** TEXTO DE ORIGEM **
══════════════════════════════
Um filme que recusa dogmas e acredita nas possibilidades

E se fosse este o grande filme sobre a crise nacional? Obra-prima, Fábrica de Nada? Estamos convencidos que sim.
E se – talvez por não se anunciar como tal e por nos estar a apanhar todos de surpresa – o grande filme sobre a crise nacional não tivesse sido o tríptico de Miguel Gomes As Mil e Uma Noites, mas antes esta Fábrica de Nada que o colectivo da Terratreme, sob a condução de Pedro Pinho, foi buscar a Jorge Silva Melo, à escritora holandesa Judith Herzberg e às vidas quotidianas dos empregados da Fatileva? Não se trata, atenção, de minimizar um por relação ao outro – até porque as estratégias de partida, alimentando a ficção a partir da realidade, e os resultados, que desafiam conceitos de formatação, não estão muito distantes. Mas existe uma mais-valia de brevidade e coerência na Fábrica de Nada, três horas com um único fio condutor que passa todo o tempo com aqueles cuja história conta, por oposição à estrutura episódica, digressiva, estilhaçada das nove horas das Mil e Uma Noites.
Sobretudo, o “realismo mágico” em que Pedro Pinho mergulha a sua história da resistência de um grupo de operários, em luta pela sua dignidade de pessoas numa sociedade onde o conforto e a alienação ganham aos pontos aos valores, desenha uma possibilidade de utopia colectiva muito mais pragmática: responder ao bottom-line puramente valorativo do capitalismo com a riqueza do humanismo que defende que todos temos uma palavra a dizer, que o trabalho não é apenas uma troca de tempo por dinheiro mas algo que pode enriquecer quem o faz e quem dele usufrui. E se isso implicar estatelarmo-nos ao comprido, paciência – já dizia Beckett para “tentarmos, falharmos, falharmos outra vez, falharmos melhor”.
══════════════════════════════
** AS TAREFAS **
1. No texto sobre Fábrica de Nada, sob a condução de quem trabalhou o colectivo da Terratreme?
2. Repita fielmente o texto sobre Fábrica de Nada, copiando tudo desde "E se – talvez" até "e Uma Noites.".
Os registos não têm qualquer papel nesta parte.

** EXTRATO DE DADOS **
══════════════════════════════
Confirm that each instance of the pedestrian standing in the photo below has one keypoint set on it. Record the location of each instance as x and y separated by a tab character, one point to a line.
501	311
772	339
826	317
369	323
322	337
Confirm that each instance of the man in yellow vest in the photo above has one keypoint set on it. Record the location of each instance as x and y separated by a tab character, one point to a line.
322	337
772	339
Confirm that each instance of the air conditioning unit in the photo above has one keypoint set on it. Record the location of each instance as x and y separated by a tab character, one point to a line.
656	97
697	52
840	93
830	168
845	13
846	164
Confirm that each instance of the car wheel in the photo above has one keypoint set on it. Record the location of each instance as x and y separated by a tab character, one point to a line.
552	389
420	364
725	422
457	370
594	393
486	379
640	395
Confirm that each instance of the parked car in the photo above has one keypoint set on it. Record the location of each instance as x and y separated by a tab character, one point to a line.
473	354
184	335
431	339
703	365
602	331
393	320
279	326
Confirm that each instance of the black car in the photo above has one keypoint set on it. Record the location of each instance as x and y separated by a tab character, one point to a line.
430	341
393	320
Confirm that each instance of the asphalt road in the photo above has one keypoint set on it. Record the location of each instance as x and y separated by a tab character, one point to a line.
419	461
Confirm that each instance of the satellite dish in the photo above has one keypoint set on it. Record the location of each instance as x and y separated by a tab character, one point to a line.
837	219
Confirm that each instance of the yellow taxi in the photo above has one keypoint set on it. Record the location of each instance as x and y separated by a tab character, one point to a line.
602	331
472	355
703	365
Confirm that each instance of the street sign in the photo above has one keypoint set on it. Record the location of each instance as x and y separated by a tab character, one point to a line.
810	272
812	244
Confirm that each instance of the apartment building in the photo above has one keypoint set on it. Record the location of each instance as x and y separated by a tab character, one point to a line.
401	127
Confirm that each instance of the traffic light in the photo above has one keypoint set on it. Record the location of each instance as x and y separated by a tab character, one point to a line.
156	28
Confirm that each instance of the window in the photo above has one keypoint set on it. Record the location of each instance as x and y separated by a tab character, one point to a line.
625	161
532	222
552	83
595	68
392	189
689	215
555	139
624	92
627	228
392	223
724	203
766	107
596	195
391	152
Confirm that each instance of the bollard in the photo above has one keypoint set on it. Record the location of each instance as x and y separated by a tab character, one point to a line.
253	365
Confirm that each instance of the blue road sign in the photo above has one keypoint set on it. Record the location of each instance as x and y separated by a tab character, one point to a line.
══════════════════════════════
** OS RESULTADOS **
1. Pedro Pinho.

2.
E se – talvez por não se anunciar como tal e por nos estar a apanhar todos de surpresa – o grande filme sobre a crise nacional não tivesse sido o tríptico de Miguel Gomes As Mil e Uma Noites, mas antes esta Fábrica de Nada que o colectivo da Terratreme, sob a condução de Pedro Pinho, foi buscar a Jorge Silva Melo, à escritora holandesa Judith Herzberg e às vidas quotidianas dos empregados da Fatileva? Não se trata, atenção, de minimizar um por relação ao outro – até porque as estratégias de partida, alimentando a ficção a partir da realidade, e os resultados, que desafiam conceitos de formatação, não estão muito distantes. Mas existe uma mais-valia de brevidade e coerência na Fábrica de Nada, três horas com um único fio condutor que passa todo o tempo com aqueles cuja história conta, por oposição à estrutura episódica, digressiva, estilhaçada das nove horas das Mil e Uma Noites.